— Start of Input rows —

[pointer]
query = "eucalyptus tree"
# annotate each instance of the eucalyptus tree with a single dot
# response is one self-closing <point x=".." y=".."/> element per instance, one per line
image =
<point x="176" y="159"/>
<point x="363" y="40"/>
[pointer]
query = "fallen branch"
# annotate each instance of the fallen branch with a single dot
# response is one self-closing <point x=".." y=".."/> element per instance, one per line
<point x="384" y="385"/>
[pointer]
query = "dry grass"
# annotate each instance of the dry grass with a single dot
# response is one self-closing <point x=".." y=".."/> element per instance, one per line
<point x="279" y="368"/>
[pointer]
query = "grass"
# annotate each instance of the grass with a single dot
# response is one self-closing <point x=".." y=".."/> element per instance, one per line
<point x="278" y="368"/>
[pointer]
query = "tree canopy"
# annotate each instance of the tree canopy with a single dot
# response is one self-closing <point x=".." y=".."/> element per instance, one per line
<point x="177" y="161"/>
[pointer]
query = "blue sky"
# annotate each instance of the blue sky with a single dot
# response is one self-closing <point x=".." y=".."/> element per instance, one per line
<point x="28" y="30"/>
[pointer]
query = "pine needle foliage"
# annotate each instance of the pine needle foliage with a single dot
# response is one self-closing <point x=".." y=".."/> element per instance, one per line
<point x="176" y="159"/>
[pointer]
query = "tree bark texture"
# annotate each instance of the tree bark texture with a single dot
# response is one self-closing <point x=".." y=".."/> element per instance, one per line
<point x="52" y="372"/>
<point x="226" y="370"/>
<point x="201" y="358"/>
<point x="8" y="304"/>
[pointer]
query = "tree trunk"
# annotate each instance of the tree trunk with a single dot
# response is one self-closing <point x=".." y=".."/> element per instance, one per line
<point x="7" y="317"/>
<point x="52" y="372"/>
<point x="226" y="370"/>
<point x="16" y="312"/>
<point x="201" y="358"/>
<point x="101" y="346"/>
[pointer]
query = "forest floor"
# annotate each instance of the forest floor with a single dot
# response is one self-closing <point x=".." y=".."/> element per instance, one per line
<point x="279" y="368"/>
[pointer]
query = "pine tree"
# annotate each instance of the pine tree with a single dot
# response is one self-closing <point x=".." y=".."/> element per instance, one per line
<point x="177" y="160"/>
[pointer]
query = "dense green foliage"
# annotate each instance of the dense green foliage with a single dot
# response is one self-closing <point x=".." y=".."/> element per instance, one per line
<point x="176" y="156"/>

— End of Input rows —

> [Prompt]:
Repeat the entries shown above, every one, word for word.

> [Complete answer]:
[pointer]
query = "eucalyptus tree"
# annotate each instance of the eucalyptus tree with a single dot
# response is one self-closing <point x=".." y=".."/> element per instance, one per line
image =
<point x="176" y="159"/>
<point x="363" y="40"/>
[pointer]
query = "fallen branch"
# annotate each instance of the fallen branch with a single dot
# response is one self-closing <point x=".." y=".."/> element per instance, one per line
<point x="384" y="385"/>
[pointer]
query = "dry grass"
# annotate each instance of the dry grass with a single dot
# response is one self-closing <point x=".." y=".."/> element per instance, one per line
<point x="279" y="368"/>
[pointer]
query = "grass"
# annotate each instance of the grass with a single dot
# response is one self-closing <point x=".." y=".."/> element per instance, one per line
<point x="278" y="368"/>
[pointer]
query = "tree canopy"
# annotate each instance of the tree canopy with a single dot
# response is one self-closing <point x=".." y=".."/> element per instance, one per line
<point x="177" y="161"/>
[pointer]
query = "blue sky"
# annotate each instance of the blue sky with a single dot
# response is one self-closing <point x=".." y=".."/> element per instance, one per line
<point x="28" y="30"/>
[pointer]
query = "pine needle foliage"
# annotate each instance of the pine needle foliage with a single dot
# response is one self-closing <point x=".." y=".."/> element per instance, one per line
<point x="176" y="159"/>
[pointer]
query = "tree bark texture"
# annotate each instance of the tree bark texture with a single dot
# response is one self-closing <point x=".." y=".."/> element per instance, one per line
<point x="52" y="372"/>
<point x="226" y="370"/>
<point x="201" y="358"/>
<point x="8" y="304"/>
[pointer]
query = "tree trunk"
# annotate each instance of the tree trunk with a single dot
# response is one self-closing <point x=".." y=".."/> element per instance, one per line
<point x="7" y="317"/>
<point x="52" y="372"/>
<point x="226" y="370"/>
<point x="16" y="312"/>
<point x="201" y="358"/>
<point x="101" y="346"/>
[pointer]
query = "forest floor"
# annotate each instance of the forest floor with a single dot
# response is one self-closing <point x=".." y=".."/> element per instance, one per line
<point x="279" y="368"/>
[pointer]
query = "pine tree"
# annotate each instance of the pine tree with a single dot
# response is one self-closing <point x=".." y=".."/> element per instance, one per line
<point x="177" y="160"/>
[pointer]
query = "dense green foliage"
# annotate each instance of the dense green foliage with a single dot
# response is one self-closing <point x=".." y=".."/> element per instance, one per line
<point x="176" y="156"/>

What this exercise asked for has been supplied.